Data supplied
========================================================================

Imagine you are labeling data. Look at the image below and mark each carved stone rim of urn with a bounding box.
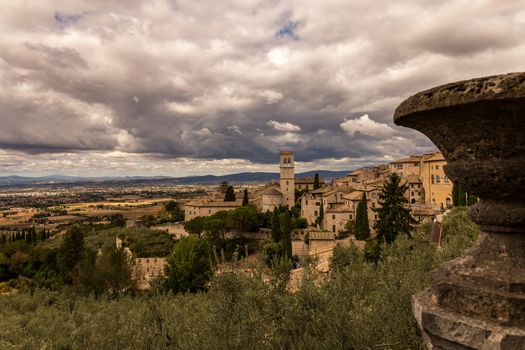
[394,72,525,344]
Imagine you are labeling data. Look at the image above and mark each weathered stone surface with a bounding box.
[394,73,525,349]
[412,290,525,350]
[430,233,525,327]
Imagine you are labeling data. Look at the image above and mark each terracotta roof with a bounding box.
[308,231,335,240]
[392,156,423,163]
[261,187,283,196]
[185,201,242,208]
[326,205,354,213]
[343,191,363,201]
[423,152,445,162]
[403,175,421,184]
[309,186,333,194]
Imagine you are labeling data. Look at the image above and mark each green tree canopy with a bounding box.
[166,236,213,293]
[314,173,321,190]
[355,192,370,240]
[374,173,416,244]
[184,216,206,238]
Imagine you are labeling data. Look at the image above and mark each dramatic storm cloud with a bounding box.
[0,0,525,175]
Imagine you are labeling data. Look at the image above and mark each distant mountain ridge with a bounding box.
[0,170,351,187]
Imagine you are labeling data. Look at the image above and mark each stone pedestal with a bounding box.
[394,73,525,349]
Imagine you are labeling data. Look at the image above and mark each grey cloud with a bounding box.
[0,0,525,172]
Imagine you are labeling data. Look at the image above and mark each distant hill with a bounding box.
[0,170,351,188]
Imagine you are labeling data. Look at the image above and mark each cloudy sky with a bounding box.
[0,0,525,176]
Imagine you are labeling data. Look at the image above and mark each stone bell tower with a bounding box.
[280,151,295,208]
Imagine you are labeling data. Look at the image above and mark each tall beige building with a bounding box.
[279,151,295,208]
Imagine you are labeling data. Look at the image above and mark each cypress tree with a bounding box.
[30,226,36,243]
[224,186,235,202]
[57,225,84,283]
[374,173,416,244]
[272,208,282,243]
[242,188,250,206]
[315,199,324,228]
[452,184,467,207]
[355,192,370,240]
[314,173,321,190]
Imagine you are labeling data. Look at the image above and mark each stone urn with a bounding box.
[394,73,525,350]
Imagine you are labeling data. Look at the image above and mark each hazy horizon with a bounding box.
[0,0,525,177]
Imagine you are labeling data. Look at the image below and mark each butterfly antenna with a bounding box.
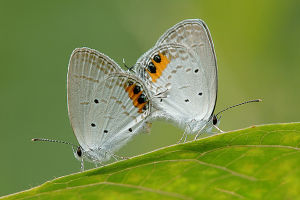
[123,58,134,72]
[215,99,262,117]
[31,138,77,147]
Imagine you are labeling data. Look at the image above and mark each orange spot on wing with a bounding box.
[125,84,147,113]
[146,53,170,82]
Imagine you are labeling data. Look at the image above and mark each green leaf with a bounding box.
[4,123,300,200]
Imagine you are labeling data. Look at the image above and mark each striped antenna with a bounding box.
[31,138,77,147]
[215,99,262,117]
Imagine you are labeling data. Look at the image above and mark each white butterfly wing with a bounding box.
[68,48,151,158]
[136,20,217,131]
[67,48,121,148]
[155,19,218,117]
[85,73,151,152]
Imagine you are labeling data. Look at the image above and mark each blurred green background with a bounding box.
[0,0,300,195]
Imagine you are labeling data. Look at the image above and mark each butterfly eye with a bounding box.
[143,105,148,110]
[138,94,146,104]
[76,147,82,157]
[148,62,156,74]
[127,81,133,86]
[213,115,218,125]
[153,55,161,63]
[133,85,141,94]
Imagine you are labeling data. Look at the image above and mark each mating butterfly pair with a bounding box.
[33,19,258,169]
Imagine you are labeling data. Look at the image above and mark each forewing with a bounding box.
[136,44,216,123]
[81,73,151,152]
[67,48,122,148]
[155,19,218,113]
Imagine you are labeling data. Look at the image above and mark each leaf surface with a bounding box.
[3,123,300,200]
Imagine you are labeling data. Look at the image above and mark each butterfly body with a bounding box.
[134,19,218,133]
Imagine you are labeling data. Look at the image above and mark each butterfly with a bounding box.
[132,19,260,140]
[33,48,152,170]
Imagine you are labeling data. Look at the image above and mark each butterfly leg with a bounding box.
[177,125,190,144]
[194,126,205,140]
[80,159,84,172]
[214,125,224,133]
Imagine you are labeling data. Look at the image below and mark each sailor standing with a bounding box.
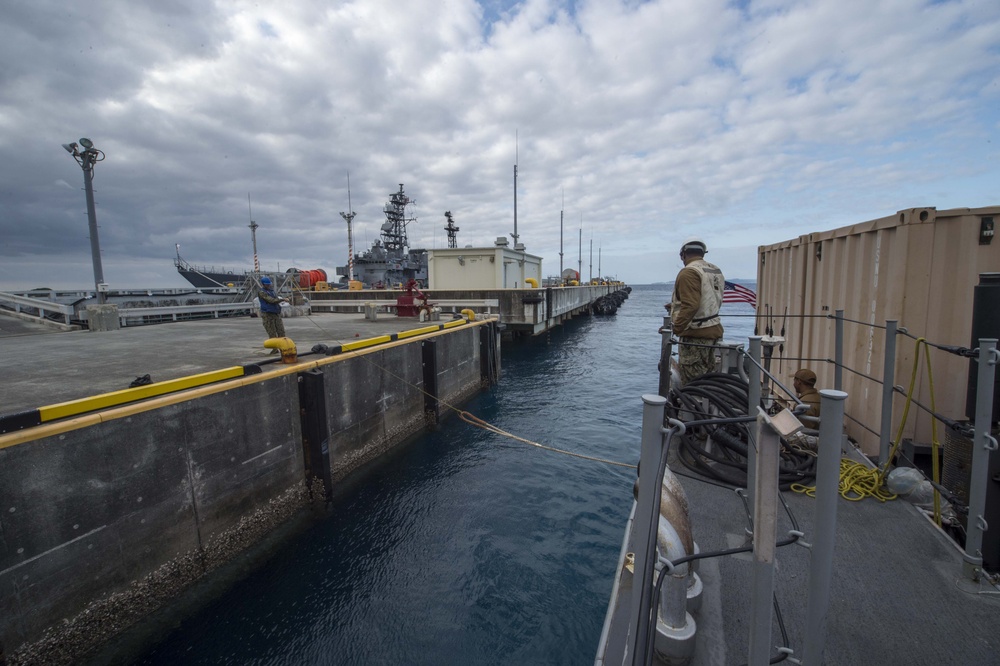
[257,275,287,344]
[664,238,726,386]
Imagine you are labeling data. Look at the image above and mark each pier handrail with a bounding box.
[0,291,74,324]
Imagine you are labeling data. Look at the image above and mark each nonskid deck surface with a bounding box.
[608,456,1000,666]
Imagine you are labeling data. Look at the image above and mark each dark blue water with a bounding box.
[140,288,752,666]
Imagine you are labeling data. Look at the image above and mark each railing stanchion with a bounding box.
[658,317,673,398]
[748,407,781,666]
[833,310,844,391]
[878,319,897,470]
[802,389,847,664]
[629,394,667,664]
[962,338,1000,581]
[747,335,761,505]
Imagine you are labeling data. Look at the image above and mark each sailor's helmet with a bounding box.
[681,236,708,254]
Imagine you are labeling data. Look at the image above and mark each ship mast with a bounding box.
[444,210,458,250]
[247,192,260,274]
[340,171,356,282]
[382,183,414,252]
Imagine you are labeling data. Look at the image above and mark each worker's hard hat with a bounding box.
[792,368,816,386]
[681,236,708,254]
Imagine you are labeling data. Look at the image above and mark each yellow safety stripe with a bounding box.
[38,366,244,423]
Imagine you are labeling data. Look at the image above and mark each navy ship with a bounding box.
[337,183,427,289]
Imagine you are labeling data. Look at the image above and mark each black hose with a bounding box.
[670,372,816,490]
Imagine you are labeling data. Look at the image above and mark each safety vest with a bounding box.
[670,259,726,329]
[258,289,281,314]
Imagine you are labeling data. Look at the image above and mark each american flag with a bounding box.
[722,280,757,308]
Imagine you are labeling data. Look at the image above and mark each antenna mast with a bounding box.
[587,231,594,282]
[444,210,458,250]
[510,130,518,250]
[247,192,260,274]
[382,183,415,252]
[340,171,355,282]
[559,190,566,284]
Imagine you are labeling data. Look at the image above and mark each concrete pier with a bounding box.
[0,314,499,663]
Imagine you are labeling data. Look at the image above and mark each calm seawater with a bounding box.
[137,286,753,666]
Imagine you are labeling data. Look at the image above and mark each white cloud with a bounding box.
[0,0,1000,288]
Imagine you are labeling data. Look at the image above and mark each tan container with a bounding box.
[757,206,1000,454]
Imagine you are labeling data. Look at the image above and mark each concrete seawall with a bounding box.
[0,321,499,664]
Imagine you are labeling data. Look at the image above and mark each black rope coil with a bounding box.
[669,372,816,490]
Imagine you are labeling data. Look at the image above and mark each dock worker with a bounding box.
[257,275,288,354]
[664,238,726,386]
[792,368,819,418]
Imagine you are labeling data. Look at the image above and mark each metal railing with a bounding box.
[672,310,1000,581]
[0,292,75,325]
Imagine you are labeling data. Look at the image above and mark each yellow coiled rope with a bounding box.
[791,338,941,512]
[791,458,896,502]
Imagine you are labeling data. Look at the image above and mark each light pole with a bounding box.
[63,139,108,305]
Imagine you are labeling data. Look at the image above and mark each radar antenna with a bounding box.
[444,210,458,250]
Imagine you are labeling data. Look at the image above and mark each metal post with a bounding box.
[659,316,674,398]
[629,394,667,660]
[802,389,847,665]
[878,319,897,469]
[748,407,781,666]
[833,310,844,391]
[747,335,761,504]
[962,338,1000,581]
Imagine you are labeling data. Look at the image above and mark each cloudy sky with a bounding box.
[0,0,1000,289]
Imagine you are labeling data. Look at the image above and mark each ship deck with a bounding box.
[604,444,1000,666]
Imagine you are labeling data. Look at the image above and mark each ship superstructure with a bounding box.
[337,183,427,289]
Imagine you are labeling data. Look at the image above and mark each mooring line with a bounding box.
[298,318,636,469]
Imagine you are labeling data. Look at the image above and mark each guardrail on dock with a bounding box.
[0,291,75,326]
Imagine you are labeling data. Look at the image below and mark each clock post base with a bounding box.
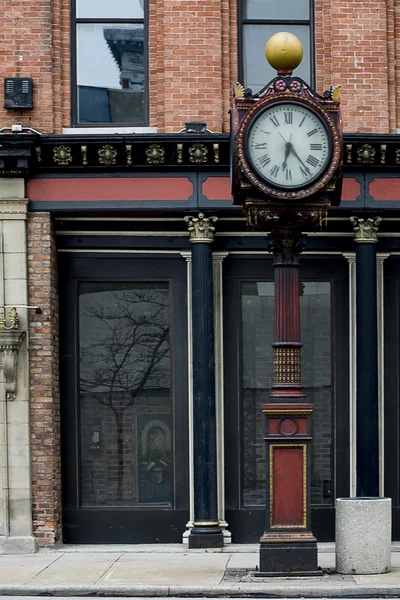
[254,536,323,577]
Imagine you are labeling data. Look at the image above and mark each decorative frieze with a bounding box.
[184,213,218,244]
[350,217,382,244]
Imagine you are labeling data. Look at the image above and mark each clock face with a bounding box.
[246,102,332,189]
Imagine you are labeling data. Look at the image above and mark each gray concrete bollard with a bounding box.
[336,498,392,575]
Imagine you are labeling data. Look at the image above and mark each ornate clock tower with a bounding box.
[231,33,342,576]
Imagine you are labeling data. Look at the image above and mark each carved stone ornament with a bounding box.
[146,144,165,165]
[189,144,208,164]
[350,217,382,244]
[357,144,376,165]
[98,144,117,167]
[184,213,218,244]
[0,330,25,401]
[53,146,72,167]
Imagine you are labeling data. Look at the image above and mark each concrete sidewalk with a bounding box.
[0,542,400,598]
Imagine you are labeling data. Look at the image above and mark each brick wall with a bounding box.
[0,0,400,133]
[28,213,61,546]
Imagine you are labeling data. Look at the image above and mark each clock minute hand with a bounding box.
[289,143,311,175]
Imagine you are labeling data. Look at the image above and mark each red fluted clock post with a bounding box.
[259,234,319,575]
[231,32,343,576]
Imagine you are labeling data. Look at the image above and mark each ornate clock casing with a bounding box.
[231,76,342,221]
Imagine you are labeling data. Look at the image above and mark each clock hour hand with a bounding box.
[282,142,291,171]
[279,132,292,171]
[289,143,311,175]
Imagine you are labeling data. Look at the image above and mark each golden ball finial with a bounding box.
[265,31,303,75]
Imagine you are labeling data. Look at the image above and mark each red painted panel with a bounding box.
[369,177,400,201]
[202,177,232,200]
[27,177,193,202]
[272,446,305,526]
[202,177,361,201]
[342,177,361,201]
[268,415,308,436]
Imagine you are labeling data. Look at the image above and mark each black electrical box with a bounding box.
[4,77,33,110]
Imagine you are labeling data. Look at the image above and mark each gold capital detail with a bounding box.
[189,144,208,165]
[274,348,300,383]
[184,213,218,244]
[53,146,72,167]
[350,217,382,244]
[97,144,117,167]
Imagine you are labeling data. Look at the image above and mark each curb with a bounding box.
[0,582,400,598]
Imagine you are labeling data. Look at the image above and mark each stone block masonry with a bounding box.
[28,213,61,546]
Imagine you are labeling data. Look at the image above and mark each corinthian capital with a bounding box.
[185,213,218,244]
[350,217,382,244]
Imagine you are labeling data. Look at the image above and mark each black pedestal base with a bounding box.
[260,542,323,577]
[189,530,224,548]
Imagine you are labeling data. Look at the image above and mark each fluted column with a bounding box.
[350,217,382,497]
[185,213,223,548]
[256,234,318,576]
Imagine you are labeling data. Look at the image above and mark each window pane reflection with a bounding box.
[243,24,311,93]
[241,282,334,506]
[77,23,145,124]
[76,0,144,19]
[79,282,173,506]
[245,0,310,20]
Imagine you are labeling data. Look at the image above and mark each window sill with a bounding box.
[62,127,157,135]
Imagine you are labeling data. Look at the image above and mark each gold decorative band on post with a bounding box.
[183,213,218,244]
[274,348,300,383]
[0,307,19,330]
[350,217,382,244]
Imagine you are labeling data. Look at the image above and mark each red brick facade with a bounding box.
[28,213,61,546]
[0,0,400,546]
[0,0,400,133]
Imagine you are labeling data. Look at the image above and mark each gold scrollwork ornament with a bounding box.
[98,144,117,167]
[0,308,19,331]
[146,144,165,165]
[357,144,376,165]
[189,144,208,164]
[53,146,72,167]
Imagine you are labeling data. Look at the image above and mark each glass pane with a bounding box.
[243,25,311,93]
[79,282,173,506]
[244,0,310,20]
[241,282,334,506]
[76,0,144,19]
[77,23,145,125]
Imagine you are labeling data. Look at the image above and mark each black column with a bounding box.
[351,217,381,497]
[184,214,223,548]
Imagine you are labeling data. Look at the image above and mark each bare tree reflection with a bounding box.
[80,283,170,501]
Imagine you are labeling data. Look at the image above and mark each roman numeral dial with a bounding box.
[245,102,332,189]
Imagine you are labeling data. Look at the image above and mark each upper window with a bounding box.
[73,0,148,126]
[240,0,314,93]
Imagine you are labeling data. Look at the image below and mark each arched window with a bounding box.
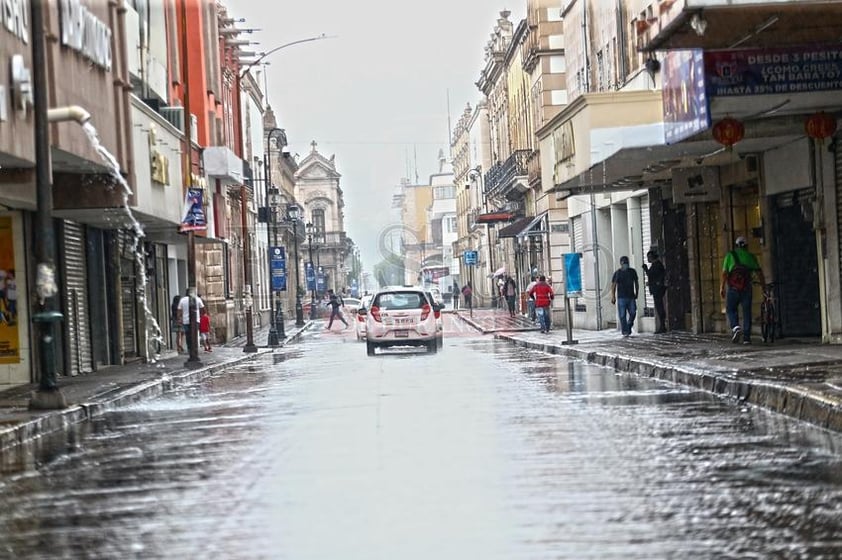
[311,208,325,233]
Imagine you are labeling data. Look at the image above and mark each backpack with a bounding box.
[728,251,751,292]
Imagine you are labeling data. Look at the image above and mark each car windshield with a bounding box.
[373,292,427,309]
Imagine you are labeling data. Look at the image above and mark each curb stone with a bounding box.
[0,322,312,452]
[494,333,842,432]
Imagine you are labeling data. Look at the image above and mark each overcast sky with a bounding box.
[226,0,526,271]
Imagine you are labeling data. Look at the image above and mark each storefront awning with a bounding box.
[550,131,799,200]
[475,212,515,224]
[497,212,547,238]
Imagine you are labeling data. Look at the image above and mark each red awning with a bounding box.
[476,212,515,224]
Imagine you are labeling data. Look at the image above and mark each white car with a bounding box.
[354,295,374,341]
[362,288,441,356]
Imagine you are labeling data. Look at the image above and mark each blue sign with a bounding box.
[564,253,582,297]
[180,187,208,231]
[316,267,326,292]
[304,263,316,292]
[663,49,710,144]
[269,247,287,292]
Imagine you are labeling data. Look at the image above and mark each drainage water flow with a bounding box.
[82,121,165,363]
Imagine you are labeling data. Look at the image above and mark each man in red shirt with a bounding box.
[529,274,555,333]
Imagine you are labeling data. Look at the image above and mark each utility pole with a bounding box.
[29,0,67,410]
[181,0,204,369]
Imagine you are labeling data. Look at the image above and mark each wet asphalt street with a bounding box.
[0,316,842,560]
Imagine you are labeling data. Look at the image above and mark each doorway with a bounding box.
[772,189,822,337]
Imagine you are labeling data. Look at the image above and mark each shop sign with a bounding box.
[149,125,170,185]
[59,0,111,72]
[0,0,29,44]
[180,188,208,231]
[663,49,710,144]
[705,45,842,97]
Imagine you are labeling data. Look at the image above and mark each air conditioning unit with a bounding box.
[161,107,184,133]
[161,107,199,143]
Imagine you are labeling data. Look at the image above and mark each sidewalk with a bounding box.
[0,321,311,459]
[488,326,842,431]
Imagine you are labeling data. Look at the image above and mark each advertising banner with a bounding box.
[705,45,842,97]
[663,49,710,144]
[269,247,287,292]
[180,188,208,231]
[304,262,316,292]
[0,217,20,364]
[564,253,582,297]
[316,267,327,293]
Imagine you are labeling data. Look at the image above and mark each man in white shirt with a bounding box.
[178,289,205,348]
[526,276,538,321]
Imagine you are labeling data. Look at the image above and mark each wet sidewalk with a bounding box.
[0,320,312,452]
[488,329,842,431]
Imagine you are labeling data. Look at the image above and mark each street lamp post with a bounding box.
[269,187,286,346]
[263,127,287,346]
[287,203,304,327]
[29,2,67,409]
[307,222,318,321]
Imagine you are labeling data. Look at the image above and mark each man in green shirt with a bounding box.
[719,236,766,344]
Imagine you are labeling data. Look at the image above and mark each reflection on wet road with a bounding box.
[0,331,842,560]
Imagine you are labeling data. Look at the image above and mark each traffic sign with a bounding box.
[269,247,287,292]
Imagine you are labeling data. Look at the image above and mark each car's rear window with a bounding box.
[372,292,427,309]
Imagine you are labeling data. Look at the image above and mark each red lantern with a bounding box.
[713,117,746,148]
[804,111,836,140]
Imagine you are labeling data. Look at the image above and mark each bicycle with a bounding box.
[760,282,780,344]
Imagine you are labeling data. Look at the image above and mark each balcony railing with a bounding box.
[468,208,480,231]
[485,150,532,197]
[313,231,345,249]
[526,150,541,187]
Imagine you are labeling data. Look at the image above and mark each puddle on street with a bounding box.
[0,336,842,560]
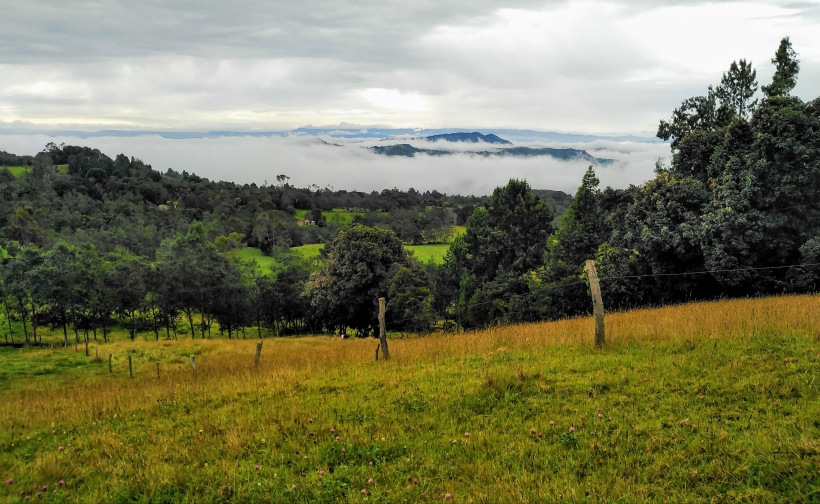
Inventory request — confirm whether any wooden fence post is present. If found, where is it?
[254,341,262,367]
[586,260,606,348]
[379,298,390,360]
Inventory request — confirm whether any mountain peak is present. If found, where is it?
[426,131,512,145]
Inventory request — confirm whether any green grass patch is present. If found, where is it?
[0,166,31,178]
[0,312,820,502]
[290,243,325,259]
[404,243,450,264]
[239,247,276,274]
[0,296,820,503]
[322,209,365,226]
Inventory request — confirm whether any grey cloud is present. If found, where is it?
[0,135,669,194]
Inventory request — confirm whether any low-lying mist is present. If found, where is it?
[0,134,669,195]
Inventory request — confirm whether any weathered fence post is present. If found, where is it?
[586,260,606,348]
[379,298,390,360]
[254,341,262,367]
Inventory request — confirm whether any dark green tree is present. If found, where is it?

========================================================================

What the exercise asks
Recast the part of the data that opens with the line containing "building with a bounding box." and closes with the line containing "[33,19,258,169]" as a JSON list of strings, one string per line with blank lines left out. Leave the pictures out of the answer.

Written solution
[
  "Imagine you are labeling data. Look at the image above and mark each tall beige building with a bounding box.",
  "[279,151,295,208]",
  "Imagine you are labeling data. Look at the image above and mark each cypress tree with a bounding box.",
  "[30,226,36,243]",
  "[224,186,235,202]",
  "[57,225,84,283]",
  "[374,173,416,244]",
  "[272,208,282,243]",
  "[242,188,250,206]",
  "[315,199,324,228]",
  "[452,184,467,207]",
  "[355,192,370,240]",
  "[314,173,321,190]",
  "Imagine you are labeling data. Look at the image above and mark each stone urn with a bounding box.",
  "[394,73,525,350]",
  "Imagine you are labeling data. Look at the image above and mark each hazy horizon with a bounding box.",
  "[0,0,525,177]",
  "Imagine you are labeling data. Look at the image below and mark each butterfly antenna with a bounding box.",
  "[123,58,134,72]",
  "[215,99,262,117]",
  "[31,138,77,147]",
  "Imagine you are labeling data. Look at the image above and mark each orange spot on wing with a bounding box.",
  "[125,84,147,113]",
  "[146,53,170,82]",
  "Imagine you are labeling data. Look at the image above and mark each green leaf with a bounding box.",
  "[4,123,300,200]",
  "Imagine you are labeling data. Look at the image above and mark each striped antenna with a bounding box.",
  "[31,138,77,147]",
  "[215,99,262,117]",
  "Imagine you are labeling data. Look at the image above and mark each white butterfly wing with a bounding box.",
  "[68,48,151,158]",
  "[136,20,217,131]",
  "[67,48,121,148]",
  "[155,19,218,117]",
  "[85,73,151,152]",
  "Imagine you are labeling data. Look at the image above and mark each blurred green background with a bounding box.",
  "[0,0,300,195]",
  "Imagine you are labeling data. Look at the image above and mark each butterfly eye with a bounding box.",
  "[143,105,148,110]",
  "[138,94,146,104]",
  "[76,147,82,157]",
  "[148,62,156,74]",
  "[127,81,133,86]",
  "[213,115,218,125]",
  "[153,55,161,63]",
  "[133,85,141,94]",
  "Imagine you are labeling data. Look at the image above and mark each mating butterfly pair with a bounding box.",
  "[33,19,258,169]"
]